» OBJECTIVE:
Copy the entries from the start through the line with "top-left (29, 201), bottom-right (111, 246)", requests included, shifting every coordinate in the answers up by 39 and leaving the coordinates in the requests and their format samples unchanged. Leave the pictures out.

» RECORD LIST:
^^^^^^^^

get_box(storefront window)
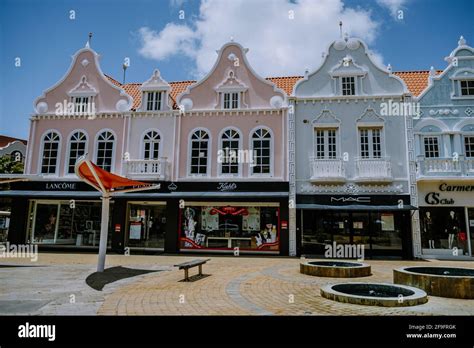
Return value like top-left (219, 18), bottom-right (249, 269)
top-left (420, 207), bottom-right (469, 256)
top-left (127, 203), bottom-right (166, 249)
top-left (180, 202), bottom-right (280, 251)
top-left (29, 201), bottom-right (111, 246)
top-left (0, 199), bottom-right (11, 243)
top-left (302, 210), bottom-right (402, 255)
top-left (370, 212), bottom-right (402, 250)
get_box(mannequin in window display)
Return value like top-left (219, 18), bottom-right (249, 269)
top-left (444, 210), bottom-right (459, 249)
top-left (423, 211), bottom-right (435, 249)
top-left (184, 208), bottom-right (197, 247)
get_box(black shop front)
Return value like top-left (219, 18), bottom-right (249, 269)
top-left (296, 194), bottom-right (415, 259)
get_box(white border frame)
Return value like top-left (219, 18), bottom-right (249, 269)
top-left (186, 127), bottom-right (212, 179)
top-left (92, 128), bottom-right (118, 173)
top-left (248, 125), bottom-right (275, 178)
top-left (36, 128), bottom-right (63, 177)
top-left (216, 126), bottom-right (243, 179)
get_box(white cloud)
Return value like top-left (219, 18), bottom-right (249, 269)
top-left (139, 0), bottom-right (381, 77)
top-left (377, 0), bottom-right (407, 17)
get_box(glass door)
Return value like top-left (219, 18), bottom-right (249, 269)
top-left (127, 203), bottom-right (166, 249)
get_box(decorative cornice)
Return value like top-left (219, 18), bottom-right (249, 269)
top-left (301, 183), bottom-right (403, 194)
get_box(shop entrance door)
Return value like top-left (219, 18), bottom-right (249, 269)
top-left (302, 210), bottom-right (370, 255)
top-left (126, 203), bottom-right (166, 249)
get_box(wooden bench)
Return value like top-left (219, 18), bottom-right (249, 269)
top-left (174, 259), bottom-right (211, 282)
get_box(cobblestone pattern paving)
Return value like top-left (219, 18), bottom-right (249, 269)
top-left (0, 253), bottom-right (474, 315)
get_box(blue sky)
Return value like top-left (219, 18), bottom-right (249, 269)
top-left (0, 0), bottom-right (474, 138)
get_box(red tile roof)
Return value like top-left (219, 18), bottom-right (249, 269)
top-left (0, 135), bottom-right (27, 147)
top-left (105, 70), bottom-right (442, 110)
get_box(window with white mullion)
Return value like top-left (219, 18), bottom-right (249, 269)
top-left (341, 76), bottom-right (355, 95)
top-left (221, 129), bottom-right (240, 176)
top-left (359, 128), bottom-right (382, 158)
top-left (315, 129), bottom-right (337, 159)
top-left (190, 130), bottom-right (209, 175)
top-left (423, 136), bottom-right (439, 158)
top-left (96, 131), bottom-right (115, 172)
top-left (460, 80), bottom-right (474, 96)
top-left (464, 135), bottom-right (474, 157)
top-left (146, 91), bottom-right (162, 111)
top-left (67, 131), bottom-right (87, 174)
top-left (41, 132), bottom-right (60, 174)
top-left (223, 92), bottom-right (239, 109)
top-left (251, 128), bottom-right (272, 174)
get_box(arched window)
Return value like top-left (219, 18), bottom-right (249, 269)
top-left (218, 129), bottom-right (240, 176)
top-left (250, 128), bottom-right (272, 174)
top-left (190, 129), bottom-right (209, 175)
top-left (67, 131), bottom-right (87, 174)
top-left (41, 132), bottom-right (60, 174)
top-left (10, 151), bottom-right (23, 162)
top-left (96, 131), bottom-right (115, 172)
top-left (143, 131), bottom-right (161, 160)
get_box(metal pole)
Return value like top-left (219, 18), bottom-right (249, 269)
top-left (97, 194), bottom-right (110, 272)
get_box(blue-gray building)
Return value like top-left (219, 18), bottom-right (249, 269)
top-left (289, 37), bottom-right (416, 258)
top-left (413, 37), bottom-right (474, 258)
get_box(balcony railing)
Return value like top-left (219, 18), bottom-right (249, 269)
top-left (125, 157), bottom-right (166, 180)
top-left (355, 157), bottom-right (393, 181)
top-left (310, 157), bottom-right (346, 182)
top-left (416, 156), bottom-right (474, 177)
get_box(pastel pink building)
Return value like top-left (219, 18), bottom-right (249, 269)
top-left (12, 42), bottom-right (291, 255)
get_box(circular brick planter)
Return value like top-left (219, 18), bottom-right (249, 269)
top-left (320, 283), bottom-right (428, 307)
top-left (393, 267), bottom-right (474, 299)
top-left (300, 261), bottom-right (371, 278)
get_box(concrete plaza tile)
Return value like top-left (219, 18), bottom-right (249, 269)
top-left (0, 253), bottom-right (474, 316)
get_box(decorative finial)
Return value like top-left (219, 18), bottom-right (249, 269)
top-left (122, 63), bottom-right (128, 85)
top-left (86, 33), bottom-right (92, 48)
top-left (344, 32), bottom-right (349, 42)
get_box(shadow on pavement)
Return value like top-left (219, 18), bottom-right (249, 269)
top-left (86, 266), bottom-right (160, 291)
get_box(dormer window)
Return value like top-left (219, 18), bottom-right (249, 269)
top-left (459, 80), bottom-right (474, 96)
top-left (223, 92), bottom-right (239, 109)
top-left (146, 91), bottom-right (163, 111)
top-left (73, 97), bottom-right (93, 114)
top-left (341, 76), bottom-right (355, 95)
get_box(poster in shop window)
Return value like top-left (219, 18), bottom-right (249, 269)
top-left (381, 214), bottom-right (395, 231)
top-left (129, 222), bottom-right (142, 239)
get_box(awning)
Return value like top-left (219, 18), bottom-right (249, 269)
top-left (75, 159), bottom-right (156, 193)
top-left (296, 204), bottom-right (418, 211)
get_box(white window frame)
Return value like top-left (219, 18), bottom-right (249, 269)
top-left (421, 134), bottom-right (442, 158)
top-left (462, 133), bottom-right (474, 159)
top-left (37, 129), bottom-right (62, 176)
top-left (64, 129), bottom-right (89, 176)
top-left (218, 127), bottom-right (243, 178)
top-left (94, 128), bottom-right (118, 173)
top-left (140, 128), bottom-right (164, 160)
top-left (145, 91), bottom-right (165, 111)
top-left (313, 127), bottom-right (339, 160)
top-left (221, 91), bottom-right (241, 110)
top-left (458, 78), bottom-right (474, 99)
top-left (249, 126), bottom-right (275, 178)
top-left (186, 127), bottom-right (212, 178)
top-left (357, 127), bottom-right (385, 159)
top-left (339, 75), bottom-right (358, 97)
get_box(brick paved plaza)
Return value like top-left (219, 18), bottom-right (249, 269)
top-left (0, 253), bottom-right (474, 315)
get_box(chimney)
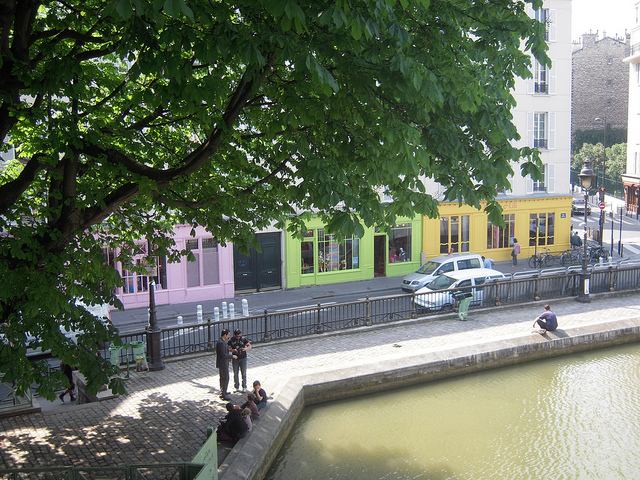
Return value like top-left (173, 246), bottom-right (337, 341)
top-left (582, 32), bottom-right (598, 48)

^^^^^^^^

» REPLY TO THE EXERCISE:
get_box(storefront window)
Return value like top-left (219, 18), bottom-right (249, 269)
top-left (459, 246), bottom-right (508, 295)
top-left (166, 242), bottom-right (205, 288)
top-left (219, 241), bottom-right (319, 290)
top-left (68, 240), bottom-right (150, 285)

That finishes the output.